Position identification records:

· · · · ·

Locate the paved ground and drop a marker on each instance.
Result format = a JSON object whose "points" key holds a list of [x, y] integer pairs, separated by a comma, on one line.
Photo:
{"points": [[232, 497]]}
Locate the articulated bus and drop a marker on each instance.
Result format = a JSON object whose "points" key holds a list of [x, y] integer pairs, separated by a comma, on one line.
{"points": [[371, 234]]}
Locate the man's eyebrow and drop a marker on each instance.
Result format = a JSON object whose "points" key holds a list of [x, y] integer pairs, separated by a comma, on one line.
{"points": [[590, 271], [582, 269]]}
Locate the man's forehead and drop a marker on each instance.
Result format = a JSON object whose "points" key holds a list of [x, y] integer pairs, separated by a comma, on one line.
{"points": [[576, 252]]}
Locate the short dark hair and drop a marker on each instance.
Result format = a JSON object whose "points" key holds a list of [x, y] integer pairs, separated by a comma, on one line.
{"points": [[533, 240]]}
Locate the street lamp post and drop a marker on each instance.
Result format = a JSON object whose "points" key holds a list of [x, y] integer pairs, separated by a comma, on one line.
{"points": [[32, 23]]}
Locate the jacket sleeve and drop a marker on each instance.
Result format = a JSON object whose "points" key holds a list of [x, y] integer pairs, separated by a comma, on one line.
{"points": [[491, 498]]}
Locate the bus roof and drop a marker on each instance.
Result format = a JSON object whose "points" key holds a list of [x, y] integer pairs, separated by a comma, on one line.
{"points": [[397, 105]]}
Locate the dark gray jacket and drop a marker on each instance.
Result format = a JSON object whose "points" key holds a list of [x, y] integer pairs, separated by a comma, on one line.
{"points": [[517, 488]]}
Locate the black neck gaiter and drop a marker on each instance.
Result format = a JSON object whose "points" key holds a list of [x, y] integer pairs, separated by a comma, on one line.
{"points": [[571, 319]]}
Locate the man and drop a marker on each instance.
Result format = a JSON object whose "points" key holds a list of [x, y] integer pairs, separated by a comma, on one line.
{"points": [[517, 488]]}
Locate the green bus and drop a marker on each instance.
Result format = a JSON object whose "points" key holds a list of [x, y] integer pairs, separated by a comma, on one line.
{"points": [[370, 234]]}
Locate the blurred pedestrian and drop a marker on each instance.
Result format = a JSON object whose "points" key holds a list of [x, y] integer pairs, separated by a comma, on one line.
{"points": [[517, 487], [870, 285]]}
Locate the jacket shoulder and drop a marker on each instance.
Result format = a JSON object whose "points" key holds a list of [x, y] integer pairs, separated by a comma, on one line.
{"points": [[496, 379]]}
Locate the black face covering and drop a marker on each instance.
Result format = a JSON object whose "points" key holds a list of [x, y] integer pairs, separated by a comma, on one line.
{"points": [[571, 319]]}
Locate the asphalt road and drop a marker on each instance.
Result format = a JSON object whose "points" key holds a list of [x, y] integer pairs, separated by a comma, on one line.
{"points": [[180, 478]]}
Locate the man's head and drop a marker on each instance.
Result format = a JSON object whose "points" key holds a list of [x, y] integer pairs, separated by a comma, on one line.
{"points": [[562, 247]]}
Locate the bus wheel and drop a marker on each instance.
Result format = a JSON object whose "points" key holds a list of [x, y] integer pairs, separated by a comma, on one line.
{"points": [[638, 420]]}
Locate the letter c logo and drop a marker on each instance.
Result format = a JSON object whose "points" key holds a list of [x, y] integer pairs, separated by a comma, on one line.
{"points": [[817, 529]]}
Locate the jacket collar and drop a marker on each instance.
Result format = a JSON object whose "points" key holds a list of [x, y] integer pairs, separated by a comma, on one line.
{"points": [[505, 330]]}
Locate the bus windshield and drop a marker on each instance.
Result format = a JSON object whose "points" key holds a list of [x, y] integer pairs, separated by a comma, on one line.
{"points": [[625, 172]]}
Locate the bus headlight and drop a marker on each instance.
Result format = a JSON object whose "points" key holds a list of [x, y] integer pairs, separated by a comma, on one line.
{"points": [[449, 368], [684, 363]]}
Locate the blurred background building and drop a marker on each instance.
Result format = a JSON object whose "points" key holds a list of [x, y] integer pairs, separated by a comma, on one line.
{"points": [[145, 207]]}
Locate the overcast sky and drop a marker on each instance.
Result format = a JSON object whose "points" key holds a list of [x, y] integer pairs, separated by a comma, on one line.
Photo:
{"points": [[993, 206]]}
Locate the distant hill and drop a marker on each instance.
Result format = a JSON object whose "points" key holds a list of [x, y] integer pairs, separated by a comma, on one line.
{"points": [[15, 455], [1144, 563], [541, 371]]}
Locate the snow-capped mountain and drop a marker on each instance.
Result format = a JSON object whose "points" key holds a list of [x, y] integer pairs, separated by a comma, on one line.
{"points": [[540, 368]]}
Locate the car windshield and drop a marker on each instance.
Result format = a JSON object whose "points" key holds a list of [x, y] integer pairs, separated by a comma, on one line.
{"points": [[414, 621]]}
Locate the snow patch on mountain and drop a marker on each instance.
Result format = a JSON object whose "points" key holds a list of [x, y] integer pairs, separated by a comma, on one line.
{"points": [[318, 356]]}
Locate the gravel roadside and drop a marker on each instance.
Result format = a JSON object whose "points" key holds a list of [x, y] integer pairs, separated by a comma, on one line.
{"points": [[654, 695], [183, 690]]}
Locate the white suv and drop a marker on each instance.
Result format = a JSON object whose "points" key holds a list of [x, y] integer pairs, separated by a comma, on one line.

· · · · ·

■ WORK TO BE COMPLETED ■
Write out again the lines starting at the one containing "Locate the snow patch" and ending at the last line of the records, requests included. Scale every coordinate in the answers by 2.2, rounding each to a whole number with halves going up.

■ REPLY TO THE TASK ■
Locate the snow patch on mountain and drop a marker on each instance.
Result format = a JSON object whose "points" key holds a list of [x, y] integer pairs, separated by a comma, on one line.
{"points": [[700, 783]]}
Locate the gravel roadside and drop a marker on each instance.
Result format = a JSON object whose "points" key holds a list of [x, y] integer pairs, separated by a comma, on one line.
{"points": [[1439, 1529], [403, 1518]]}
Locate the white suv and drop a marker on each instance.
Result format = a JSON object whose "points" key holds a list of [x, y] integer pairs, separated by a comma, on one line.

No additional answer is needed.